__REQUIREMENTS__.
Recast the lines below as a Markdown table, starting from the first line and ending with the line that contains "[192,118,320,256]". Use the columns Row and Line, where Row holds a running number and Line holds the text, and leave out any blank lines.

--------------------------------------------------

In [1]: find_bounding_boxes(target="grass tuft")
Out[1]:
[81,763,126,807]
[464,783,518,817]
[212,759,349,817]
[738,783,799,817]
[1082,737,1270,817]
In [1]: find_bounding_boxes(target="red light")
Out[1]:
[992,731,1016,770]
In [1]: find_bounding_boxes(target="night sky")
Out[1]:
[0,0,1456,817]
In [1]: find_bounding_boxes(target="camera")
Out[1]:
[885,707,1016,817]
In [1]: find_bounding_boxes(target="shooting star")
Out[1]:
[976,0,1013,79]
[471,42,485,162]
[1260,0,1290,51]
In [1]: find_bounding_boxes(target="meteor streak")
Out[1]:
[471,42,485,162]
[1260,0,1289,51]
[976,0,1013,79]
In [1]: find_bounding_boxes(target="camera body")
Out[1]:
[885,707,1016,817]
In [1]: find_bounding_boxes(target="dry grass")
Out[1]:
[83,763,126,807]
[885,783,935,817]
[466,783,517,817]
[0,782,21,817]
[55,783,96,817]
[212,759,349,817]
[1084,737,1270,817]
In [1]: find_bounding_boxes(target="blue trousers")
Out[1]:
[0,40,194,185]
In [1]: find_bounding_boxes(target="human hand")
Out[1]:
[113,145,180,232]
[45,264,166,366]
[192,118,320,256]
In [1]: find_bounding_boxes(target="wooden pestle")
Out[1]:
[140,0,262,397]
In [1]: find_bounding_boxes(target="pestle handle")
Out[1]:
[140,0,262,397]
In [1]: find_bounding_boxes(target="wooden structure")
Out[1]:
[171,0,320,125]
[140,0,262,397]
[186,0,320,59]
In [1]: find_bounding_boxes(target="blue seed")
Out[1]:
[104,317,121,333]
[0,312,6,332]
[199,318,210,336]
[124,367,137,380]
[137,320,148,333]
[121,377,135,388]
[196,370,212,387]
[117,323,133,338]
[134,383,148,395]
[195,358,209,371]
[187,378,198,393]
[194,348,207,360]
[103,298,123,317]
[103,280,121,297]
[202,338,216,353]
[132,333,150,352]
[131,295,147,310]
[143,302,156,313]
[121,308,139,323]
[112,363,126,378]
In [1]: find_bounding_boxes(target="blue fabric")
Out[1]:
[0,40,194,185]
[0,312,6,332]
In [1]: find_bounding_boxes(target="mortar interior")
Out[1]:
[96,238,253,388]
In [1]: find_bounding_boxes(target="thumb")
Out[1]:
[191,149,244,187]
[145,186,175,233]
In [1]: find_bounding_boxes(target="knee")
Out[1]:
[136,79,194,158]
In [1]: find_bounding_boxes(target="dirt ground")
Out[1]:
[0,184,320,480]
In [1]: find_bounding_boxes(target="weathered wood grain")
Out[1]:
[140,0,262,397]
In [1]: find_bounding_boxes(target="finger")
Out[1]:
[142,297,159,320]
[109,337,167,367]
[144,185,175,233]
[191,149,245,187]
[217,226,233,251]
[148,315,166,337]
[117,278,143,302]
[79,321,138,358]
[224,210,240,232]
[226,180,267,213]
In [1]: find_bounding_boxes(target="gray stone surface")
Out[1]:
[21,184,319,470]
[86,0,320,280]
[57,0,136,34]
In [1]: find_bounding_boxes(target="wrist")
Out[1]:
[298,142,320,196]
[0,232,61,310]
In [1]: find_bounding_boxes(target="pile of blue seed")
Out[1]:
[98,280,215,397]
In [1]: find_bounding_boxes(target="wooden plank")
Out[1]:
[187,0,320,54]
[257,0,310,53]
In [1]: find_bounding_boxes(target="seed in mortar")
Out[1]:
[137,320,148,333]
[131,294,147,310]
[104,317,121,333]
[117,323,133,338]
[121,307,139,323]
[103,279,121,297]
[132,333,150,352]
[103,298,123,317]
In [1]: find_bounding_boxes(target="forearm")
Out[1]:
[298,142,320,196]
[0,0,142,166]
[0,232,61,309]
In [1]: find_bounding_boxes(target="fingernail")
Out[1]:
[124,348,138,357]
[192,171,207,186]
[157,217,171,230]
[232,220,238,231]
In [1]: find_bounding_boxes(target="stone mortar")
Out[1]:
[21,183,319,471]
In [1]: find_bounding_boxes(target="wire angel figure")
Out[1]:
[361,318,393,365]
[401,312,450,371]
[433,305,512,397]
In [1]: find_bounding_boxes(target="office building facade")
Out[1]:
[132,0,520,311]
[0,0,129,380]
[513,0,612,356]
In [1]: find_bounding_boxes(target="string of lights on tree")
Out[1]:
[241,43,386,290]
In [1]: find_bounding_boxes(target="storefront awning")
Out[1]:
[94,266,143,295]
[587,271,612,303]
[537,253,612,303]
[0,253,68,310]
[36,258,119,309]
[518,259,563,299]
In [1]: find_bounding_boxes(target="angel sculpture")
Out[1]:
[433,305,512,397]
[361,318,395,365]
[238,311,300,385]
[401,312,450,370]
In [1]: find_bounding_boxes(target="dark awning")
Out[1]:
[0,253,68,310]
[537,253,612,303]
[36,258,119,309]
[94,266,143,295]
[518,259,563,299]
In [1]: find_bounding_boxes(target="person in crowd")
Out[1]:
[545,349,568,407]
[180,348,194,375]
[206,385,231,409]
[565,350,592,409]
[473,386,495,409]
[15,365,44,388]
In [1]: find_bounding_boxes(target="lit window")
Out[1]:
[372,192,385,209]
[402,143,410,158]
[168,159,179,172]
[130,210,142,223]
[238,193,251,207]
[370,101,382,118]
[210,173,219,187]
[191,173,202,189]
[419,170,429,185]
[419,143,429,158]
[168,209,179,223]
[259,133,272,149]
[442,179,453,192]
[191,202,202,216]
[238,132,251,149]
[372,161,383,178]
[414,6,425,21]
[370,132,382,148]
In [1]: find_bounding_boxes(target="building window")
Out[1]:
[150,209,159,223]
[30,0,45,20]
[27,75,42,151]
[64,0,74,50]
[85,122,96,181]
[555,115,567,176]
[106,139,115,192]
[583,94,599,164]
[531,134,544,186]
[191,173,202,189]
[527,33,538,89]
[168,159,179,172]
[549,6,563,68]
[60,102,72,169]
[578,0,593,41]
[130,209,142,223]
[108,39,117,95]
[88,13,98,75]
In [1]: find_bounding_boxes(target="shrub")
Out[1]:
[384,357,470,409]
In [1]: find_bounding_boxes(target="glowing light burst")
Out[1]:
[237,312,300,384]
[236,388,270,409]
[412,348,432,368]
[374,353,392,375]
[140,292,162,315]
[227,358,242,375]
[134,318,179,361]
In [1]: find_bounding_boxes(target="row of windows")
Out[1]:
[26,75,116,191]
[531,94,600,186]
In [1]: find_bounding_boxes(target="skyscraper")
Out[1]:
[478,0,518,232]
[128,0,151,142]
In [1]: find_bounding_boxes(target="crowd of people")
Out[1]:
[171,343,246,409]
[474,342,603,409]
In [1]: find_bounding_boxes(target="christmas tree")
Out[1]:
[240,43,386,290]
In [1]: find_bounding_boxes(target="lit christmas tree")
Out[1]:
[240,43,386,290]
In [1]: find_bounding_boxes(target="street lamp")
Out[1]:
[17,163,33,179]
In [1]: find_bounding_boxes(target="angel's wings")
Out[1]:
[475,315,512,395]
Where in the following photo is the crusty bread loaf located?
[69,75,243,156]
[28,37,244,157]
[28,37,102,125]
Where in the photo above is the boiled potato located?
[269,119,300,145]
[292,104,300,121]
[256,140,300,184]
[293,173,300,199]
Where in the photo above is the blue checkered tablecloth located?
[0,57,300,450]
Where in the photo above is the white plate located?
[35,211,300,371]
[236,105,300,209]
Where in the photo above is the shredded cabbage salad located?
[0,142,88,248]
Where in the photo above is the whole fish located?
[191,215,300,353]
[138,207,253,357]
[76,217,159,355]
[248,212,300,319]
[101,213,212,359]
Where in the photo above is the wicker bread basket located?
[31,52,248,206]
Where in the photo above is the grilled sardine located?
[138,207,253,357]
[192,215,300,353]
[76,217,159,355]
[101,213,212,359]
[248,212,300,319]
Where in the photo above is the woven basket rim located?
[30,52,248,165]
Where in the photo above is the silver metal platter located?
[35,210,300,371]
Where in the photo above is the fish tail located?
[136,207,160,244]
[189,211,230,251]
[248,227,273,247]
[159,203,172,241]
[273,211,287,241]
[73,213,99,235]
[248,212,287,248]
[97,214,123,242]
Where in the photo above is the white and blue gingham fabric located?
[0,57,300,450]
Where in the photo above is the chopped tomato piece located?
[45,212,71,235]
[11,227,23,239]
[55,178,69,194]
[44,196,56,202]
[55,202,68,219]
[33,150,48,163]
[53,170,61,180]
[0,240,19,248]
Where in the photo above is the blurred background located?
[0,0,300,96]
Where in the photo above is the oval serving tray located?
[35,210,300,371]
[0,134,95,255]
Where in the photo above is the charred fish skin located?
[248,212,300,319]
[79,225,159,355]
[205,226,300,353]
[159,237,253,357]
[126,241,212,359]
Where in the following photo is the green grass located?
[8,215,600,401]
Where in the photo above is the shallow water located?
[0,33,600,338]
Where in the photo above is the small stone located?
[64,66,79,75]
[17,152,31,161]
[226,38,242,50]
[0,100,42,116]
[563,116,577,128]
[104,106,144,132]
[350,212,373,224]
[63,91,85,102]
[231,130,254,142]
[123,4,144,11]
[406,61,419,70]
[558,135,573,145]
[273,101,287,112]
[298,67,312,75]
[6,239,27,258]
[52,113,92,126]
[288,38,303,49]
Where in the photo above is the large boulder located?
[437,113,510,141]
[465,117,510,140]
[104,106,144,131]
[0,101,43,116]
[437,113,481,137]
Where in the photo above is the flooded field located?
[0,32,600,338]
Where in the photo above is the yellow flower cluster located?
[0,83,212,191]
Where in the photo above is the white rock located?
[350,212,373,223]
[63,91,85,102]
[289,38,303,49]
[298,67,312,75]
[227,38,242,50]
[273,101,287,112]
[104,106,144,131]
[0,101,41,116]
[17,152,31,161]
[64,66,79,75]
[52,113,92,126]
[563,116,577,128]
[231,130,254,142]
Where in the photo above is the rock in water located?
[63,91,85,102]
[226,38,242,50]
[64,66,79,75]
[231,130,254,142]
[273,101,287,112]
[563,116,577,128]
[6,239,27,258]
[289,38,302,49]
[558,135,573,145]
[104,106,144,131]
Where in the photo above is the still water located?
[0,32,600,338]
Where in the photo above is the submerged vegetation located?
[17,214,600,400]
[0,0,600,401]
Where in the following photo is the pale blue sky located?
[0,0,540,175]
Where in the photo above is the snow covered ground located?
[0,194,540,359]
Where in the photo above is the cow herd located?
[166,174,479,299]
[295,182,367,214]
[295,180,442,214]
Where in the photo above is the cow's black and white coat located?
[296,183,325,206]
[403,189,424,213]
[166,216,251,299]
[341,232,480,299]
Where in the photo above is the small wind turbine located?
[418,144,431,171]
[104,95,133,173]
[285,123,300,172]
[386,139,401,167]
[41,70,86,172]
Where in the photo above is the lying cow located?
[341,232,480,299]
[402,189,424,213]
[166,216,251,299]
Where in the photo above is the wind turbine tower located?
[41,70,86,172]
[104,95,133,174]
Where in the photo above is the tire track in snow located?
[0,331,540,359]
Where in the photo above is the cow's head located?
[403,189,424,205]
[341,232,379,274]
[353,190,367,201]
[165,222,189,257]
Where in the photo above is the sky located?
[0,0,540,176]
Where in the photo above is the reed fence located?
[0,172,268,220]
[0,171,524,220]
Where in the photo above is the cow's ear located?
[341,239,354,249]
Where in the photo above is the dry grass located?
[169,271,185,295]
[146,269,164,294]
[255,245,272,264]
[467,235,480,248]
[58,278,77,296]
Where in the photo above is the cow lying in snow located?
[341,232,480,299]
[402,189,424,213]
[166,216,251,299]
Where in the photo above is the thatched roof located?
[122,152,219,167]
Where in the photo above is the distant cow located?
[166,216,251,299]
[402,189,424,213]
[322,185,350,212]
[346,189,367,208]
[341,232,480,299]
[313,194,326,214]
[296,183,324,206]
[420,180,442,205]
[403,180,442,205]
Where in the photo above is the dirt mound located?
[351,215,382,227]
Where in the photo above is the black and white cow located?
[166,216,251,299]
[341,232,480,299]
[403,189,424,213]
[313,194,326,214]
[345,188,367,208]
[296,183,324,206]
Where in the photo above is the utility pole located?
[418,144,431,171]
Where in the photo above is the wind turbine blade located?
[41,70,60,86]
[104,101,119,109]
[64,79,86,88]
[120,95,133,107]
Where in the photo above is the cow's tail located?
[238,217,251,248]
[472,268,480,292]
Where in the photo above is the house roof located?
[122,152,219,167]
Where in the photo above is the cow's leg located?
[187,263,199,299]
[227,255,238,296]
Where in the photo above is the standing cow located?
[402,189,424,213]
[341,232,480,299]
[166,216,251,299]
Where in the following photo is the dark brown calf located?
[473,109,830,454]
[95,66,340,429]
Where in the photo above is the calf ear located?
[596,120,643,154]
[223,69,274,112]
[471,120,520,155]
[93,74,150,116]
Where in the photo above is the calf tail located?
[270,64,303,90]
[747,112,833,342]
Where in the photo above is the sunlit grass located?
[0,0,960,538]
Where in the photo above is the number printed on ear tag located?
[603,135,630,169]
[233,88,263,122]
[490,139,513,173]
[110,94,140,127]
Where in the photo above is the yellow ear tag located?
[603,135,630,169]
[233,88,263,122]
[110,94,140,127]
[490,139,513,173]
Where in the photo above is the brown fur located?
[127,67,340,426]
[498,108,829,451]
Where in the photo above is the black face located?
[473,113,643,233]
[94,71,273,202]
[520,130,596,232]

--------------------------------------------------

__THE REPLY__.
| Row | Line |
|---|---|
| 1 | In [1]: find_bounding_boxes(target="grass tuft") |
| 2 | Out[1]: |
| 3 | [81,763,126,807] |
| 4 | [464,783,518,817] |
| 5 | [212,759,349,817] |
| 6 | [738,783,799,817] |
| 7 | [1082,737,1270,817] |
| 8 | In [1]: find_bounding_boxes(target="red light") |
| 9 | Out[1]: |
| 10 | [992,731,1016,770] |
| 11 | In [1]: find_bounding_boxes(target="night sky") |
| 12 | Out[1]: |
| 13 | [0,0,1456,817] |
| 14 | In [1]: find_bounding_boxes(target="camera") |
| 15 | Out[1]: |
| 16 | [885,707,1016,817] |
| 17 | In [1]: find_bounding_boxes(target="shooting star") |
| 18 | Out[1]: |
| 19 | [976,0,1013,79] |
| 20 | [471,42,485,162] |
| 21 | [1260,0,1290,51] |
| 22 | In [1]: find_bounding_boxes(target="meteor streak") |
| 23 | Out[1]: |
| 24 | [471,42,485,162] |
| 25 | [1260,0,1289,51] |
| 26 | [976,0,1013,79] |
| 27 | In [1]: find_bounding_boxes(target="camera body") |
| 28 | Out[1]: |
| 29 | [885,707,1016,817] |
| 30 | In [1]: find_bounding_boxes(target="dry grass") |
| 31 | Out[1]: |
| 32 | [83,763,126,807] |
| 33 | [885,783,935,817] |
| 34 | [466,783,517,817] |
| 35 | [0,782,21,817] |
| 36 | [55,783,96,817] |
| 37 | [212,759,349,817] |
| 38 | [1084,737,1270,817] |
| 39 | In [1]: find_bounding_boxes(target="blue trousers") |
| 40 | Out[1]: |
| 41 | [0,40,194,185] |
| 42 | In [1]: find_bounding_boxes(target="human hand") |
| 43 | Out[1]: |
| 44 | [113,145,180,232] |
| 45 | [45,264,166,366] |
| 46 | [192,118,320,256] |